#### INSTRUCTIONS TO FOLLOW
In the comments on judging others, rewrite the passage starting with "I am glad to hear that, judging" and going on through "on said judgments.", changing "judgments" to "assessments".

It's tough though sometimes when you get behind someone in the grocery line with tattoos up and down their bodies and nose rings and cussing at the cashier while slapping their kid ;)
It can be hard but I have learned that even in those situations, I need more info than what I just came across to from my opinion :) Thank you for your feedback 💚
So very interesting, as I judged seven people at lunch on Tuesday and I happen to think I got it right on how I judged them.
Even the lady who ran the restaurant threw her two cents in agreement with me so we both couldn't be wrong.
I don't have a problem judging myself or others and in answer to your question I am not quick to judge others. When I do though I am right most of the time, just like on Tuesday.
I am glad to hear that, judging is important but only if we do it in the right way ;)
I make judgments about people and situations every day. I'd like to think I would think carefully and long about acting on said judgments.
Maybe the most valuable skill I've learned as an adult is the ability to step back and not react immediately. I was just amazed when I found out that I could just say "wait. I don't have an answer yet."
Why is that so valuable? Because I also learned that x% of my judgments were wrong and instant reaction could cause hard feelings that were completely unnecessary.
Thanks Petra. It's a marvelous post that speaks volumes.
That is a really good skill to have, it means you have self-control too and not many people do. I am glad to hear that and enjoy reading your responses and little shares about yourself 💚
Well said! This made me think about this really great book I read last year called Non-Violent Communication by Marshall Rosenberg. Talking about judgement he says "Moralistic judgements alienate us from our natural state of compassion... In the world of judgements our concern centers on Who is What... Such analysis of other human beings are just tragic expressions of our own values and unmet needs".

#### EXTRACTED DATA
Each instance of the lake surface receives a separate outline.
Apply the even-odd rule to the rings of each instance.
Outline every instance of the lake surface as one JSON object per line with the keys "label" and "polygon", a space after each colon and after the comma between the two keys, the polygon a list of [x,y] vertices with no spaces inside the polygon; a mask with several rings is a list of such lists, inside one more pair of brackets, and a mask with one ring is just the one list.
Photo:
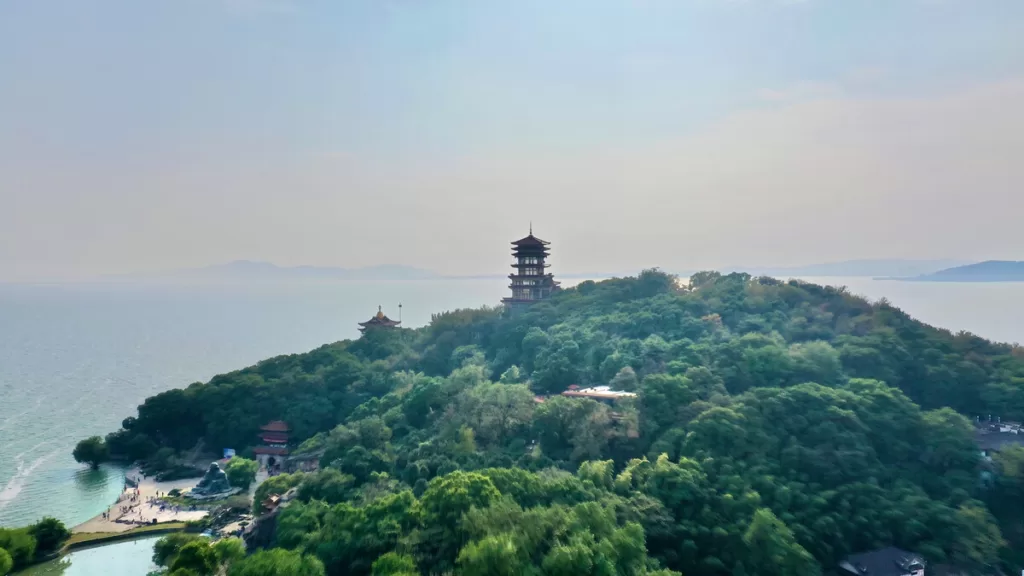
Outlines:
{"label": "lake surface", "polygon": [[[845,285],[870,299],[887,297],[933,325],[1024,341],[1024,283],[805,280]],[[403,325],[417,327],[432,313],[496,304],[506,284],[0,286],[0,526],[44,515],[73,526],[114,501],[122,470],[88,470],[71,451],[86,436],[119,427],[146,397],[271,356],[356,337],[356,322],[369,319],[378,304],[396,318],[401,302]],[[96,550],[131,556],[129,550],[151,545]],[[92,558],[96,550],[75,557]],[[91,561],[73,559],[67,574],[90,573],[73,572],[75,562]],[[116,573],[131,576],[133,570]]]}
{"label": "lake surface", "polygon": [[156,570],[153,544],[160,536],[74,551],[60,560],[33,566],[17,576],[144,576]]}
* * *
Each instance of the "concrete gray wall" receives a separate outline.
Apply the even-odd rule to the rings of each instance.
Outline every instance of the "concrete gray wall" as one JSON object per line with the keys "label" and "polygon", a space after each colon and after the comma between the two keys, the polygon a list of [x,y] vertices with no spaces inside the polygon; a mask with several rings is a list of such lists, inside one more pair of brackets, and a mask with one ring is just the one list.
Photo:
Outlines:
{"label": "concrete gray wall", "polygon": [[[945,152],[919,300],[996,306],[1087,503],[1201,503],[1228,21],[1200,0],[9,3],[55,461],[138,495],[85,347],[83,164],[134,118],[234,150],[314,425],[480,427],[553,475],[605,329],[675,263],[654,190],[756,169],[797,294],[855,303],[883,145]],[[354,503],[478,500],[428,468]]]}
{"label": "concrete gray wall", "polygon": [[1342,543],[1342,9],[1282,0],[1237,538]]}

#### SOLUTION
I am glad to hear that, judging is important but only if we do it in the right way ;)
I make assessments about people and situations every day. I'd like to think I would think carefully and long about acting on said assessments.